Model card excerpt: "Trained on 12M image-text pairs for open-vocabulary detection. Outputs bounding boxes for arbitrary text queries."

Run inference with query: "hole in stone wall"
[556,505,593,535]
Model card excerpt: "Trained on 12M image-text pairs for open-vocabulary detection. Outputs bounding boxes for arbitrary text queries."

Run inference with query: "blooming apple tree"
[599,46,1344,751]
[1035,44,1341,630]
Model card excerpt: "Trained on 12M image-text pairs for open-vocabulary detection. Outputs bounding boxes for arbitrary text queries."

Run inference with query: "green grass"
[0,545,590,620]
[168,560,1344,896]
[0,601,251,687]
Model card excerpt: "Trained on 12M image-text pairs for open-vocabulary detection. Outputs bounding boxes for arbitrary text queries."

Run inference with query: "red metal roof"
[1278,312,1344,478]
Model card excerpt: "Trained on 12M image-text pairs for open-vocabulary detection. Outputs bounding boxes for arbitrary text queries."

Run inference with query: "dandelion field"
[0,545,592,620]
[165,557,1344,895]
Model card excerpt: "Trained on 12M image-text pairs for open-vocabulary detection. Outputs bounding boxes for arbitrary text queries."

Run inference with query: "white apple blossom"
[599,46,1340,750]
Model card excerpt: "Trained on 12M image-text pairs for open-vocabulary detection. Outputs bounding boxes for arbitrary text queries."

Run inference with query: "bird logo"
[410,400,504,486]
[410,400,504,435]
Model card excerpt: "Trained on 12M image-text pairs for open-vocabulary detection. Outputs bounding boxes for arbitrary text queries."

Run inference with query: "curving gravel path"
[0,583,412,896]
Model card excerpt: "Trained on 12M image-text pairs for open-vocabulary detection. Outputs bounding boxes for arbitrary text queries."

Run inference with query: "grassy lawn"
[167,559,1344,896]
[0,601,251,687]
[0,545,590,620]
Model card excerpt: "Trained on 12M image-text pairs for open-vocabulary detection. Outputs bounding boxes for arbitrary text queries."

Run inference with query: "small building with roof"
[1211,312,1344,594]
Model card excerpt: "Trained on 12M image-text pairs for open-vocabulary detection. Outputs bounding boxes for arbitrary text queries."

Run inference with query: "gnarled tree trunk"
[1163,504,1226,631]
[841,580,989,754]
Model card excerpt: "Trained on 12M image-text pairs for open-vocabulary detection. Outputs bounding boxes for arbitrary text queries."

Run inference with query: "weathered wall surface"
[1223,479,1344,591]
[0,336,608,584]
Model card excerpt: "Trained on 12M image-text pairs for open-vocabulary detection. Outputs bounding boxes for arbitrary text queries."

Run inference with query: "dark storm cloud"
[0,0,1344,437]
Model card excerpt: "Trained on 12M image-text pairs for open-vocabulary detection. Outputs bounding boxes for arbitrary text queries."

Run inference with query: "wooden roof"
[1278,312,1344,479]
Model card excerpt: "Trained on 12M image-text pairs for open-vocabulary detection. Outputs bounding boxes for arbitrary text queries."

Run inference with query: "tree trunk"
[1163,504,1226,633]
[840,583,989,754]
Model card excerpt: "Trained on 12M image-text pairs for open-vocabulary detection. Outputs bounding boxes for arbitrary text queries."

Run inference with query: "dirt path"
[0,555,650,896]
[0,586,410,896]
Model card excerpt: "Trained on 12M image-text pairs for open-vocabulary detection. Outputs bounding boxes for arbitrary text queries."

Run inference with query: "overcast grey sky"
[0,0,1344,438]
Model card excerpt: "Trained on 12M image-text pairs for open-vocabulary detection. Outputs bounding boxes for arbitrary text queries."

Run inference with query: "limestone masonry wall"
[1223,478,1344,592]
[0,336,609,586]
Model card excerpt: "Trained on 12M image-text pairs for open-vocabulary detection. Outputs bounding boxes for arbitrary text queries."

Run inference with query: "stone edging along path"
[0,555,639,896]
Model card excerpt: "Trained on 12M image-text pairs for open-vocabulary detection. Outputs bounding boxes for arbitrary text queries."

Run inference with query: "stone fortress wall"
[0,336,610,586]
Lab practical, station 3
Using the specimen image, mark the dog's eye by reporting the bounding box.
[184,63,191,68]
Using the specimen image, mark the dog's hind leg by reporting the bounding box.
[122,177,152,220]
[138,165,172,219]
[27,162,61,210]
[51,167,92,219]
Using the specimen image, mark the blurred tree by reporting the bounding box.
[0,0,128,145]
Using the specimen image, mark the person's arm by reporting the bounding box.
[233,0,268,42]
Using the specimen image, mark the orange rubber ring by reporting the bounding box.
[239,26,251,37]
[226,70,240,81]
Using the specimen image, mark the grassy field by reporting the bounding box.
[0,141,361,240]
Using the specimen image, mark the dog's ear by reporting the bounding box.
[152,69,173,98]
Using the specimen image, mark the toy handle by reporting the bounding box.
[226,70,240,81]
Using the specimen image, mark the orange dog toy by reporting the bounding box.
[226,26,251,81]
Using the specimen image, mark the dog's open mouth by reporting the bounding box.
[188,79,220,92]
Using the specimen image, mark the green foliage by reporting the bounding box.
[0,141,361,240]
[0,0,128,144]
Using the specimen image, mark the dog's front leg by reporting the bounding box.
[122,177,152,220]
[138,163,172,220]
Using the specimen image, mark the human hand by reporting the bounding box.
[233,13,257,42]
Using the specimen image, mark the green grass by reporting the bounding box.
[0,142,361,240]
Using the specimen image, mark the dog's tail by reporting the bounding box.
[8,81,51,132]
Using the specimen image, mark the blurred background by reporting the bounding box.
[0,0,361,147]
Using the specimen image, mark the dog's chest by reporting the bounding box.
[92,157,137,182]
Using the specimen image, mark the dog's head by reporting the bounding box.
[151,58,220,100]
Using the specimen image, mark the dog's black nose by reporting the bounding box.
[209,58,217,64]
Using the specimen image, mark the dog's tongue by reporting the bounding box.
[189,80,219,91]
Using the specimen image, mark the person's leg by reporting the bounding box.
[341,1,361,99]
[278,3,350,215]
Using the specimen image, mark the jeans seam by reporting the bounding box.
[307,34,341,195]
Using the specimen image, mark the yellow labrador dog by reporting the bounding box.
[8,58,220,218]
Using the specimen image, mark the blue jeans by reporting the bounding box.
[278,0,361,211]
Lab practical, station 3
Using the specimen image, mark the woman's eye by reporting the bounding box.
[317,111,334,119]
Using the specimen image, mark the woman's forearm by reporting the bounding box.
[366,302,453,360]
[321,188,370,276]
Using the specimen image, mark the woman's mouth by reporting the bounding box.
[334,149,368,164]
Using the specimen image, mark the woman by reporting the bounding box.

■ THE REQUEST
Rewrite the part of the entries that opens with the line containing "Using the specimen image, mark the dog's head" and closes at the end of the entries, keeping every line, requests included, and adding -69 to each bounding box coordinate in the answers.

■ PROBLEM SOLUTION
Using the specimen image, mark the dog's head by reporting the bounding box.
[82,-11,151,31]
Using the specimen image, mark the dog's black nose by reporting the bounding box.
[140,-11,148,-5]
Using the specimen image, mark the dog's tongue by reporting the bounding box.
[120,11,150,22]
Using the specimen image, mark the person's leg by reporting the bounding box.
[272,-68,292,30]
[209,-66,281,146]
Using the specimen image, mark the jeans seam by reporting the bounding box.
[238,-35,272,126]
Using the specimen image, mark the yellow labrador dog by reporting the bounding box.
[-61,-11,151,149]
Using the specimen image, mark the blue jeans by reporting the bounding box.
[209,-69,292,142]
Lab practical, station 3
Using the specimen image, mark the woman's eye by reporting the bounding box.
[248,42,265,50]
Using the specimen image, mark the woman's forearm by reporting the bounding box.
[297,233,384,291]
[252,119,301,207]
Using the specimen image, mark the woman's mouth by reporting the bounding box.
[265,80,299,95]
Using the specimen image, mark the woman by reporting the bounding box.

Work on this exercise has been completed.